> **PROVIDED RECORDS**
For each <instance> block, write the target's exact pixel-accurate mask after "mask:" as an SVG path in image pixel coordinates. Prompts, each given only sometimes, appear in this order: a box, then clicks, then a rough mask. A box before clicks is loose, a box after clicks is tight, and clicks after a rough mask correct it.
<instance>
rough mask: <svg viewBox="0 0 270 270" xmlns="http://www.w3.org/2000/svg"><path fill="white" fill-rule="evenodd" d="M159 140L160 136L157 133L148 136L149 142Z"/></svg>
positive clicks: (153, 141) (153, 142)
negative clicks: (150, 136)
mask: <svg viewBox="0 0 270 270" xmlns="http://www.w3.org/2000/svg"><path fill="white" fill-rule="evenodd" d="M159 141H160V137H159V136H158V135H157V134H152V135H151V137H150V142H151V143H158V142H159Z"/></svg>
--
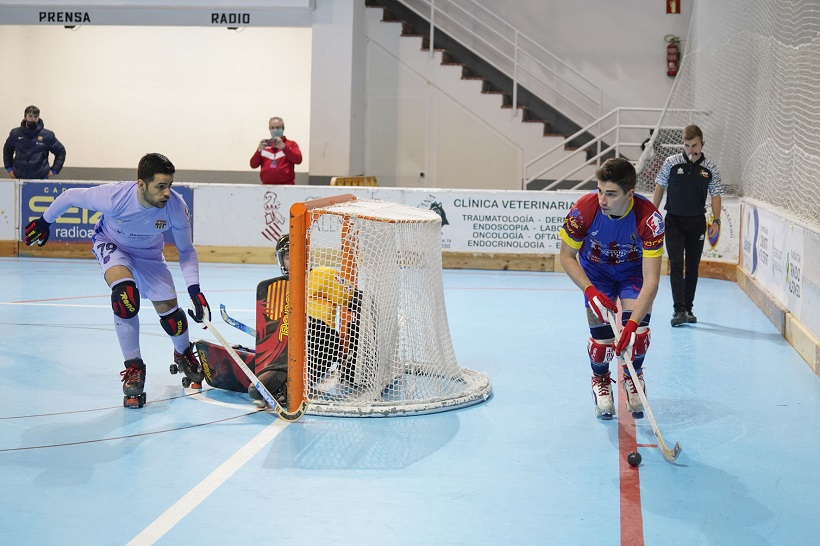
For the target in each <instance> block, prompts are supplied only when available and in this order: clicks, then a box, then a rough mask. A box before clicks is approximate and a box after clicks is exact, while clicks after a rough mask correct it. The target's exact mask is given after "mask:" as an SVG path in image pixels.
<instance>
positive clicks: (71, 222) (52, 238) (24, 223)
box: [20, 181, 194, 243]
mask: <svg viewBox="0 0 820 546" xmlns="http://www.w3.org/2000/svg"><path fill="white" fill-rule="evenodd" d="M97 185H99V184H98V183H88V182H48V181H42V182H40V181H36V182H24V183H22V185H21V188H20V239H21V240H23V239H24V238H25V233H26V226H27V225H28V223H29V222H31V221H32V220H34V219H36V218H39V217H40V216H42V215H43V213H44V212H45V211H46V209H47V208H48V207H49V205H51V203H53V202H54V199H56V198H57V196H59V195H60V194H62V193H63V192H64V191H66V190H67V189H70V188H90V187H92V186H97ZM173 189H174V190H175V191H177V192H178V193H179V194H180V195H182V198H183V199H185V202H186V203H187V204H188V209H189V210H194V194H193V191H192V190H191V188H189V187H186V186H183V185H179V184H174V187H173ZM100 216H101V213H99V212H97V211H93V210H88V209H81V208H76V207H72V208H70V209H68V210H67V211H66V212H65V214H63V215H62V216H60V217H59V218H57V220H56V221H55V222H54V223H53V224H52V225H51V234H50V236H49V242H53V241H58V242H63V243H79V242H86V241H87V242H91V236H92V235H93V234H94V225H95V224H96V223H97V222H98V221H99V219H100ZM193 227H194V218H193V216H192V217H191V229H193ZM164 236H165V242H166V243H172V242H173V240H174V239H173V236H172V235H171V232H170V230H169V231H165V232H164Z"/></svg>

> **YOUR TASK**
Would you retype exactly the lines above, from the line with "rough mask: <svg" to the line with "positive clicks: (153, 141) (153, 142)", with both end lines kept and nothing more?

> **OUTPUT OF THE TASK**
rough mask: <svg viewBox="0 0 270 270" xmlns="http://www.w3.org/2000/svg"><path fill="white" fill-rule="evenodd" d="M159 140L160 136L157 133L148 136L149 142Z"/></svg>
positive clicks: (153, 141) (153, 142)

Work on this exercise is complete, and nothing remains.